- **Tarefa**
Responda às perguntas a seguir com base no trecho sobre a cultura brasileira e a europeia.
1. Em que par Gilberto Freyre foi ajustando as relações entre a cultura brasileira e a europeia?
2. Onde se desenvolveu o modelo das acomodações dos antagonismos?
3. Por qual região se disseminavam os pontos de venda da política de distribuição ligada à exportação de livros?

- **Seção de texto**
--------

Gilberto Freyre, por sua vez, e de livro em livro, foi ajustando as complexas relações entre a cultura brasileira e a europeia no par tutela-dependência. Uma questão merece ser feita ao sociólogo, partindo de sua própria interpretação: o modelo das acomodações dos antagonismos que se desenvolveu no patriarcado tropical – entre português, índio e negro, senhor e escravo, pai e filho, homem e mulher, tradição e modernidade –, também explicaria as tendências de longo prazo, as disposições íntimas e as relações de poder do par nacional-estrangeiro? Noutras palavras, qual a lógica da dominação cultural formulada no modelo analítico freyreano?
Se olhamos a figuração intelectual oitocentista de outro ângulo e formulamos o problema em outra perspectiva, as operações de exportação de livros vinculadas a uma política de distribuição baseada na disseminação de pontos de venda pela América do Sul ensejaram a transferência de capital literário para os países de produção cultural ainda incipiente. No caso do Brasil, o que poderia ser um projeto de colonização cultural, de pura e simples imposição de bens de consumo, permitiu o acúmulo de capital simbólico necessário à autonomização das letras, da ciência e de um conhecimento social já em vias de constituição. A presença dos estrangeiros em um país que se abria à modernidade só poderia criar um feixe de tensões entre as pressões nacionais, que ensejavam o incômodo de um sentimento de inadequação nas apropriações de ideias e bens europeus, e as tentações de um cosmopolitismo provocadas nos intelectuais, artistas e escritores, e mesmo em um público médio de bacharéis e doutores, em contato com essas mesmas ideias, objetos e indivíduos.

--------

Registros contidos em um conjunto de dados:
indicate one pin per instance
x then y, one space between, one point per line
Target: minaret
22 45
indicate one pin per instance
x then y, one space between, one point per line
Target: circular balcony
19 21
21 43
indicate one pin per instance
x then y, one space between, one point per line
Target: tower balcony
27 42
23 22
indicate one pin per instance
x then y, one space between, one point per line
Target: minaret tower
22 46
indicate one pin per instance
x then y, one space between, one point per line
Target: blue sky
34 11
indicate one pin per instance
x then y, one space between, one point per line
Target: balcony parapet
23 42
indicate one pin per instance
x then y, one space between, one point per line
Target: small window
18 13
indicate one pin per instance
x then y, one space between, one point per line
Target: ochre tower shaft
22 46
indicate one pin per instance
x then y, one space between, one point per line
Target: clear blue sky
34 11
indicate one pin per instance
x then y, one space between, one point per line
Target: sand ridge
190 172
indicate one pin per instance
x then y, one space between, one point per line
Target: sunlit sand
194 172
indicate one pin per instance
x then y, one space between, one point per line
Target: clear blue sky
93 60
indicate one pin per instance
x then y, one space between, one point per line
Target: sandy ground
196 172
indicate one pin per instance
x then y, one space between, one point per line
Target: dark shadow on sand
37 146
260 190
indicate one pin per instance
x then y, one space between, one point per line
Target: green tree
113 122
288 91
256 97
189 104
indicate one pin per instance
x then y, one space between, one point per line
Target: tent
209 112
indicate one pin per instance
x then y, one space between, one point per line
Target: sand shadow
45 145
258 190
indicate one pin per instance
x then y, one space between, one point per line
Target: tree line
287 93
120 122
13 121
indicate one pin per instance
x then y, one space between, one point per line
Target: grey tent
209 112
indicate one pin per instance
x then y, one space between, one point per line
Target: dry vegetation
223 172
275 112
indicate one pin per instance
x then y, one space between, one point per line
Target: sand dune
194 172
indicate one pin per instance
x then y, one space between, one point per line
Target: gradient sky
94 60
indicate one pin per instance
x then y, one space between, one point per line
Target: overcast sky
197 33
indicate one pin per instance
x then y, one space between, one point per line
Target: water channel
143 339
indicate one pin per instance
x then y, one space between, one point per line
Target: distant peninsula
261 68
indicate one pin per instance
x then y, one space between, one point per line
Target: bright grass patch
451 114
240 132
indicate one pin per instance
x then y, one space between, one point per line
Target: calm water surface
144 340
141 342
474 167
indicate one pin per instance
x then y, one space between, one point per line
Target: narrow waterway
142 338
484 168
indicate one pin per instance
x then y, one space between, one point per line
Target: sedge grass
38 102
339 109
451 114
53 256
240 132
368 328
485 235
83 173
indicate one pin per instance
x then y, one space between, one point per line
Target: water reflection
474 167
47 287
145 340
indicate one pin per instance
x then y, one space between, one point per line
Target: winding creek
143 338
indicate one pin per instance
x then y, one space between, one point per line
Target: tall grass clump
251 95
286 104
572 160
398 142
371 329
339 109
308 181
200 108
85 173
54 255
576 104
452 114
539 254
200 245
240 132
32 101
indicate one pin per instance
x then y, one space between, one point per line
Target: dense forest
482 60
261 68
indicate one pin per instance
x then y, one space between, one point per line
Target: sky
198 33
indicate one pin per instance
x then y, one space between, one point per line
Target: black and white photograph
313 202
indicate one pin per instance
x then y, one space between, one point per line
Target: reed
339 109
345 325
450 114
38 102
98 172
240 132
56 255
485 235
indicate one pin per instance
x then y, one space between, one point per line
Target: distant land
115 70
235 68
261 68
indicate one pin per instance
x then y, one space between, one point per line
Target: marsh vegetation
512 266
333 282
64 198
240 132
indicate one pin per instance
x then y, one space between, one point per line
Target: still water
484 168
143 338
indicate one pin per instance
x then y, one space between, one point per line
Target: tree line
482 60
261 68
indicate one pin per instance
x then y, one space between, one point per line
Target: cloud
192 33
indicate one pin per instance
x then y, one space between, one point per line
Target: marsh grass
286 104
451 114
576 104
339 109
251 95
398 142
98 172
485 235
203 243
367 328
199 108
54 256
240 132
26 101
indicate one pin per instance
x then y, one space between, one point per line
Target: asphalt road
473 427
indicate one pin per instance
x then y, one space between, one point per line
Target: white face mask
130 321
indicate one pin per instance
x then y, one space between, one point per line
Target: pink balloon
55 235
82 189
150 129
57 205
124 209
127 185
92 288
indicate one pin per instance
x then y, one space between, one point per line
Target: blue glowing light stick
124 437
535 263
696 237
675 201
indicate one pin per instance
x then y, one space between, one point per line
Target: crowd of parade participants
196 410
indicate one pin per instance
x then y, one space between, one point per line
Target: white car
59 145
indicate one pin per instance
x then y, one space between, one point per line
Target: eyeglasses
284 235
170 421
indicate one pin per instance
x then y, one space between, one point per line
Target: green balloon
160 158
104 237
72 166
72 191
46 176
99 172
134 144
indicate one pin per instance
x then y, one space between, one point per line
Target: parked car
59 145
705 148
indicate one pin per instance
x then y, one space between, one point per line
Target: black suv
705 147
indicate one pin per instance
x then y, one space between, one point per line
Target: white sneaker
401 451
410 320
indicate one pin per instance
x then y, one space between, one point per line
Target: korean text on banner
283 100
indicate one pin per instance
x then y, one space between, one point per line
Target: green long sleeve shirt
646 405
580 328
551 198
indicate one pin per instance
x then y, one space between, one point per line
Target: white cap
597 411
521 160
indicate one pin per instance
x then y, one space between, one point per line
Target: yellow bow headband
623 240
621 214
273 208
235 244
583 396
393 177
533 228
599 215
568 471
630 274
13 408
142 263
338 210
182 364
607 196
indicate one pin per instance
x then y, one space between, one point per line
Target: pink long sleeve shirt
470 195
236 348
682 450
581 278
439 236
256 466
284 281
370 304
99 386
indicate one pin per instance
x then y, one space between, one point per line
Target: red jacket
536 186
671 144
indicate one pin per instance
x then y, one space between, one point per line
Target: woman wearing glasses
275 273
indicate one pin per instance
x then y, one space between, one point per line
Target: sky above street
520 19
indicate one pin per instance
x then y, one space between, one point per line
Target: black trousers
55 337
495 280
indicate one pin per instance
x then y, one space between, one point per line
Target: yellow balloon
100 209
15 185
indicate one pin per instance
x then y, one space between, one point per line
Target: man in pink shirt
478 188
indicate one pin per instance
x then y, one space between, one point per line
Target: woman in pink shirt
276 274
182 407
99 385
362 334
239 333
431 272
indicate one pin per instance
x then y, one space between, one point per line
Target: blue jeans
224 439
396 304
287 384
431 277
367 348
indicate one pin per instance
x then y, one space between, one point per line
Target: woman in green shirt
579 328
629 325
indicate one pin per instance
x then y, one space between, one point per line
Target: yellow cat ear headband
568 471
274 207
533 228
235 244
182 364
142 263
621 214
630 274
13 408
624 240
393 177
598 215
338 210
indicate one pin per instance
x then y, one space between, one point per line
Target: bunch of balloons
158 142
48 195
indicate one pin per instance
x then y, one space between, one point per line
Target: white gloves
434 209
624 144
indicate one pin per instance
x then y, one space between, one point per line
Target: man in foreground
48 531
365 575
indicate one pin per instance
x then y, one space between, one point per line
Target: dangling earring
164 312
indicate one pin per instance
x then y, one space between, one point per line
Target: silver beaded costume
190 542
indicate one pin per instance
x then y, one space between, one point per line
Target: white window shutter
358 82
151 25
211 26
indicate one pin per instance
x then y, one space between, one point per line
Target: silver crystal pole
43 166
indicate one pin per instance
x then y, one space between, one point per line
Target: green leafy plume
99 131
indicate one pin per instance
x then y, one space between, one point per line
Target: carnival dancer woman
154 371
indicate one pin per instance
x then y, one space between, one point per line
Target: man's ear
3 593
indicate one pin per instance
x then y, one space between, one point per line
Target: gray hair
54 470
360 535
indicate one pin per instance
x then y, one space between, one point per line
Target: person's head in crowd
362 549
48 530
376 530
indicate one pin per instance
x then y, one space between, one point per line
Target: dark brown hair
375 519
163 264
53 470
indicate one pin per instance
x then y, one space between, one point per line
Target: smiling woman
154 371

--------

- **Resultado do exercício**
1. No par tutela-dependência.
2. No patriarcado tropical.
3. Pela América do Sul.